What to do:
(a) In the passage on Bain Capital, during which years did Mr Romney run the company?
(b) Please reproduce the passage on Bain Capital from "Bill Bain heartily" up to and including "estimated at $200m.".

Passage provided:
But by the time Mr Romney came of age in the 1970s this comfortable world was crumbling. Post-war prosperity had given way to stagflation. The Japanese had started to run rings around slow American giants. And in 1976 a brilliant article by two business academics, Michael Jensen of Harvard and William Meckling of the University of Rochester, offered a radical diagnosis. Corporate America had a principal-agent problem, they said. Agents (ie, managers) were feathering their own nests rather than serving the interests of their principals (shareholders). The solution was to force managers to focus on shareholder value.
Bill Bain heartily agreed. He had left BCG because he was frustrated with a business model which hinged on consultants producing a report and then moving on to a new client. He wanted to forge more intimate relations with fewer companies. And he took this line of thinking a big step further. Why not go the whole hog and invest money in the firms you advised? Why not buy out bad managers and let your brilliant young consultants rebuild their companies from the ground up? The result was Bain Capital, a company that Mr Romney ran from 1984 to 1999, earning a fortune estimated at $200m.

(Collected data)
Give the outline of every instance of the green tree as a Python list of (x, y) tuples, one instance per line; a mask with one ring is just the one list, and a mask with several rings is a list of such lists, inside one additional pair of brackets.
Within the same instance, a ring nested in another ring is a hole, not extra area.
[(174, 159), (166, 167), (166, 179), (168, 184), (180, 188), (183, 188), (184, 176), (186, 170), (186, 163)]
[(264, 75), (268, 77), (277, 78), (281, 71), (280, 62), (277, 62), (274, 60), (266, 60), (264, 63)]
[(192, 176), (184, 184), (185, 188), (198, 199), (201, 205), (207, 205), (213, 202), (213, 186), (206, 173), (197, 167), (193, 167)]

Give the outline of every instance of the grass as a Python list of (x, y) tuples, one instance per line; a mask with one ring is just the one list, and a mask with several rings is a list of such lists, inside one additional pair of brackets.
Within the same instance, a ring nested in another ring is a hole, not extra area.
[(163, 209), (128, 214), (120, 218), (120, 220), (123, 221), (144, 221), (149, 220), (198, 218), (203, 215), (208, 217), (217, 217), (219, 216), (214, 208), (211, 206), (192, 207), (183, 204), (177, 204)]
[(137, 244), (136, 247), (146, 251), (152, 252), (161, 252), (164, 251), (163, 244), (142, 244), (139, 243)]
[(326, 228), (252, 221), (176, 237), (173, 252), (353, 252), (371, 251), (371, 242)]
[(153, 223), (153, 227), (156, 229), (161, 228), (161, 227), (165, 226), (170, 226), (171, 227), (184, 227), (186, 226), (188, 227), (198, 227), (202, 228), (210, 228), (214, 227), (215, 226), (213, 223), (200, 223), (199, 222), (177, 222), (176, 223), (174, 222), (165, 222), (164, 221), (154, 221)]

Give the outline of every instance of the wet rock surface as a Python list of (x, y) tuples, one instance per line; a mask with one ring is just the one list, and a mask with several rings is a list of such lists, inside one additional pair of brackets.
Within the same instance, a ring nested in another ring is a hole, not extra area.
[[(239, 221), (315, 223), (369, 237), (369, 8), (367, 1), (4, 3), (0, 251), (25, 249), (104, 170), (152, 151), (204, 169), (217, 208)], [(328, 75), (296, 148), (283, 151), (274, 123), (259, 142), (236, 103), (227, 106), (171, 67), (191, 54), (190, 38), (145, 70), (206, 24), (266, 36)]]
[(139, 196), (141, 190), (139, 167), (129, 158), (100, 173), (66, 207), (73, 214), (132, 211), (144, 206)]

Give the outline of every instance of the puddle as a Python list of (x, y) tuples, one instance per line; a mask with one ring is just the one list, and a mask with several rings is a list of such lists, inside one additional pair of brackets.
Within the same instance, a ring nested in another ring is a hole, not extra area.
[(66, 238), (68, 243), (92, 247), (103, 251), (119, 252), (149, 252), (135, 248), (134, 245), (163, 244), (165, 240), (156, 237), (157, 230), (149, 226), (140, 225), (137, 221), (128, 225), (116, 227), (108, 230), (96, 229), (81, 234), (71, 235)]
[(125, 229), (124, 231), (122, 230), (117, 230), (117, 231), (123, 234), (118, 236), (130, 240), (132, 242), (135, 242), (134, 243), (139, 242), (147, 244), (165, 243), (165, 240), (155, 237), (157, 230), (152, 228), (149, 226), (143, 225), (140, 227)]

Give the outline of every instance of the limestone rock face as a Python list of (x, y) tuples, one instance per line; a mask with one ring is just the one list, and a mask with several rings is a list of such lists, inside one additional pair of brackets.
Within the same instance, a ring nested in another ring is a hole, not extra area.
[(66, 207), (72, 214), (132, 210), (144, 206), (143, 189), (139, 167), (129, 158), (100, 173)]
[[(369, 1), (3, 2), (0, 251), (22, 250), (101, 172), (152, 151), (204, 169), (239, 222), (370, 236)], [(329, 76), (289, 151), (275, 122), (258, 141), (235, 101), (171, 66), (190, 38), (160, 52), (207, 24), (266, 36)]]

==

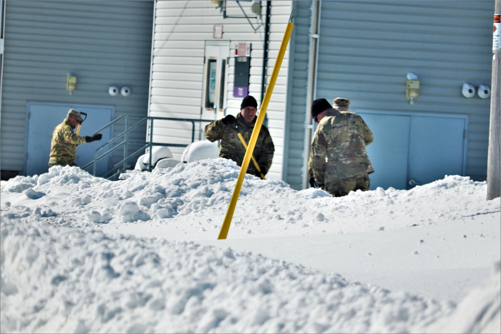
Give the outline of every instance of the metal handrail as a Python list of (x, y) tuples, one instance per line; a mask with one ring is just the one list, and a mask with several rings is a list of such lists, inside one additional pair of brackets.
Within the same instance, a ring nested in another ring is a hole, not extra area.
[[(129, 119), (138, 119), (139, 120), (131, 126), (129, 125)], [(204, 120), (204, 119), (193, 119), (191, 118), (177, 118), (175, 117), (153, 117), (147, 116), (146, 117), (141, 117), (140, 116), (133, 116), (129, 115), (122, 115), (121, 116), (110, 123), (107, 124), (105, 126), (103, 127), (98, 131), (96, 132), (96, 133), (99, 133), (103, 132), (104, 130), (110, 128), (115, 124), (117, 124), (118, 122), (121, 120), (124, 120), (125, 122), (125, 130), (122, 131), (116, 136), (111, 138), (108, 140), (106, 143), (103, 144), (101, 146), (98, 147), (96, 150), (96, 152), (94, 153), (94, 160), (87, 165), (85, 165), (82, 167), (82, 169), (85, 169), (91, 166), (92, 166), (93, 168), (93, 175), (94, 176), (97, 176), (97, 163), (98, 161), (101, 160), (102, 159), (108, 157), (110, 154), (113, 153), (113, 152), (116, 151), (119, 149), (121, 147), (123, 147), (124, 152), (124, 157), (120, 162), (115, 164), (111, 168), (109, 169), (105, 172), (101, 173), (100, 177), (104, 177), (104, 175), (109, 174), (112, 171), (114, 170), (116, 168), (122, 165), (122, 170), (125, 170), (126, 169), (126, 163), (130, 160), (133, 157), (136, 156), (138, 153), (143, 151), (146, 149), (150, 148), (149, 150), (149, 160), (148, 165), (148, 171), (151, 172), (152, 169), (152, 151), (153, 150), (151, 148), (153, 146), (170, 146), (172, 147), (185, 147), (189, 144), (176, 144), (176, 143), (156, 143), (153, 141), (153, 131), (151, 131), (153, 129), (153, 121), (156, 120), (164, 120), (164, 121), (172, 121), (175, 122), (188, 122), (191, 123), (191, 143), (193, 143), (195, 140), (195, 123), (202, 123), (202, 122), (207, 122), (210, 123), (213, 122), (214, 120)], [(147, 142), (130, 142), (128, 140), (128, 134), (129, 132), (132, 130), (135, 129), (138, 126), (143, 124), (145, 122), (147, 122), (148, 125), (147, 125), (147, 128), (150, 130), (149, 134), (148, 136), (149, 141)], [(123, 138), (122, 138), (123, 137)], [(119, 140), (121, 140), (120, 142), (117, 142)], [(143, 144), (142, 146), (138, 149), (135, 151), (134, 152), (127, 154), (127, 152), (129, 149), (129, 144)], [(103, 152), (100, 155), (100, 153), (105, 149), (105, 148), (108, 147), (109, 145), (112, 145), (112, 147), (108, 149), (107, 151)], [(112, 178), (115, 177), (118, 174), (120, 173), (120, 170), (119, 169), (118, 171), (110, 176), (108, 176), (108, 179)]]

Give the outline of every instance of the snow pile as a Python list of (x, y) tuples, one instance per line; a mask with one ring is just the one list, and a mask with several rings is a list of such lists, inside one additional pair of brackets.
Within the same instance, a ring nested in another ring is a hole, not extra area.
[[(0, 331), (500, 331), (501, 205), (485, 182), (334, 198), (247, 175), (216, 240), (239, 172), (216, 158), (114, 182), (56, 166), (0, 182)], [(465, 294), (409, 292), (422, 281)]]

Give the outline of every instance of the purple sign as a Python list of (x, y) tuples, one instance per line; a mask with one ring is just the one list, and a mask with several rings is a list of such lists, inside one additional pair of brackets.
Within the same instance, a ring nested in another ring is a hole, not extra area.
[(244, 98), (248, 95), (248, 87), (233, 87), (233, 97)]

Solutions:
(a) From 1984 to 1999.

(b)
Bill Bain heartily agreed. He had left BCG because he was frustrated with a business model which hinged on consultants producing a report and then moving on to a new client. He wanted to forge more intimate relations with fewer companies. And he took this line of thinking a big step further. Why not go the whole hog and invest money in the firms you advised? Why not buy out bad managers and let your brilliant young consultants rebuild their companies from the ground up? The result was Bain Capital, a company that Mr Romney ran from 1984 to 1999, earning a fortune estimated at $200m.